■ **Written instruction**
Put the records below into a Markdown table with two columns, Row and Text, numbering each record under Row and placing the full line under Text. Leave out any blank lines.

■ **Data for processing**

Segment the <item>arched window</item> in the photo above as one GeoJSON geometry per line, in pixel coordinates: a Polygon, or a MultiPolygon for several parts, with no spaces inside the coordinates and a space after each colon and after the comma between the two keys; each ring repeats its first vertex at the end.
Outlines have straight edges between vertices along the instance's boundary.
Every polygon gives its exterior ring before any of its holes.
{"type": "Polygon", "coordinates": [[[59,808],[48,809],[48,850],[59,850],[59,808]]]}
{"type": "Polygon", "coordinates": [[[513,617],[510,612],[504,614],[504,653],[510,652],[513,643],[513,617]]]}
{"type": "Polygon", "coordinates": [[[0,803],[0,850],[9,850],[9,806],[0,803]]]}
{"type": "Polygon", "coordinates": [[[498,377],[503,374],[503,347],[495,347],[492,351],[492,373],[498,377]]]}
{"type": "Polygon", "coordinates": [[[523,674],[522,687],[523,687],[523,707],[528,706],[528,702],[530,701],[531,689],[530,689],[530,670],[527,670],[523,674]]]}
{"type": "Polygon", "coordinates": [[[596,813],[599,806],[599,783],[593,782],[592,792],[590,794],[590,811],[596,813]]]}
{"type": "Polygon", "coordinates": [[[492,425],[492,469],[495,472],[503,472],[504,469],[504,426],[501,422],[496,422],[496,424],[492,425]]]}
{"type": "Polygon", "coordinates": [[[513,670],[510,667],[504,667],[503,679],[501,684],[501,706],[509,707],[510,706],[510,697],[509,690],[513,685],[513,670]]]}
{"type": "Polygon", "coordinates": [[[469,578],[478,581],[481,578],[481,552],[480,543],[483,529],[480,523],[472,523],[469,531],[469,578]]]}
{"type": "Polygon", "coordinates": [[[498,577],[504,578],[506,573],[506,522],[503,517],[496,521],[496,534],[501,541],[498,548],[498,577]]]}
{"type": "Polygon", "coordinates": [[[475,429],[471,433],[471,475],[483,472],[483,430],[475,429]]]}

■ **Exercise solution**
| Row | Text |
|---|---|
| 1 | Segment the <item>arched window</item> in the photo above as one GeoJSON geometry per line, in pixel coordinates: a Polygon, or a MultiPolygon for several parts, with no spaces inside the coordinates and a space after each colon and after the comma between the two keys; each ring repeats its first vertex at the end. |
| 2 | Outlines have straight edges between vertices along the instance's boundary. |
| 3 | Every polygon gives its exterior ring before any of its holes. |
| 4 | {"type": "Polygon", "coordinates": [[[59,808],[48,809],[48,850],[59,850],[59,808]]]} |
| 5 | {"type": "Polygon", "coordinates": [[[513,617],[510,612],[504,614],[504,653],[510,652],[513,643],[513,617]]]} |
| 6 | {"type": "Polygon", "coordinates": [[[0,803],[0,850],[9,850],[9,806],[0,803]]]} |
| 7 | {"type": "Polygon", "coordinates": [[[498,377],[503,374],[503,347],[495,347],[492,351],[492,373],[498,377]]]} |
| 8 | {"type": "Polygon", "coordinates": [[[523,674],[522,687],[523,687],[523,707],[528,706],[528,702],[530,701],[531,689],[530,689],[530,670],[527,670],[523,674]]]} |
| 9 | {"type": "Polygon", "coordinates": [[[596,813],[599,806],[599,783],[593,782],[592,792],[590,794],[590,811],[596,813]]]} |
| 10 | {"type": "Polygon", "coordinates": [[[492,425],[492,469],[495,472],[503,472],[504,469],[504,426],[501,422],[496,422],[496,424],[492,425]]]} |
| 11 | {"type": "Polygon", "coordinates": [[[513,670],[510,667],[504,667],[503,679],[501,684],[501,706],[509,707],[510,706],[510,697],[509,690],[513,685],[513,670]]]} |
| 12 | {"type": "Polygon", "coordinates": [[[469,578],[478,581],[481,578],[481,552],[480,543],[483,529],[480,523],[472,523],[469,531],[469,578]]]} |
| 13 | {"type": "Polygon", "coordinates": [[[498,577],[504,578],[506,573],[506,522],[503,517],[496,521],[496,534],[501,541],[498,548],[498,577]]]} |
| 14 | {"type": "Polygon", "coordinates": [[[475,429],[471,433],[471,475],[483,472],[483,430],[475,429]]]} |